** WHAT IS NEEDED **
Only the pictures should be left out; write out all other data exactly.

[Referring expression pointing data]

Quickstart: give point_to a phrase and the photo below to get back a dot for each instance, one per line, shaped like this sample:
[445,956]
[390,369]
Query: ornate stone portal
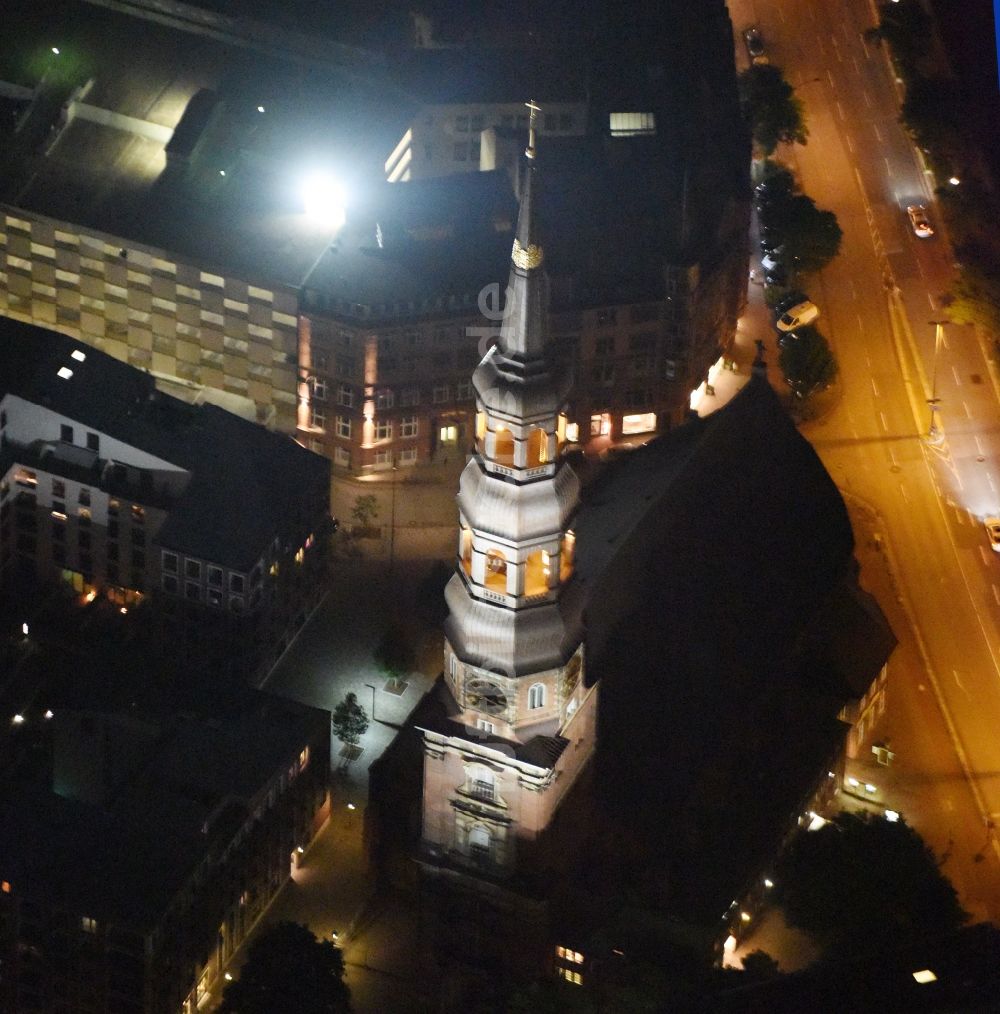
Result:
[522,717]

** SOLUTION TO THE EXERCISE **
Quickstart: give point_to a phrase and the photo below to get back a dot for each instance, one per line, shaped like this sample:
[445,956]
[390,369]
Query: ornate stone portal
Result:
[522,717]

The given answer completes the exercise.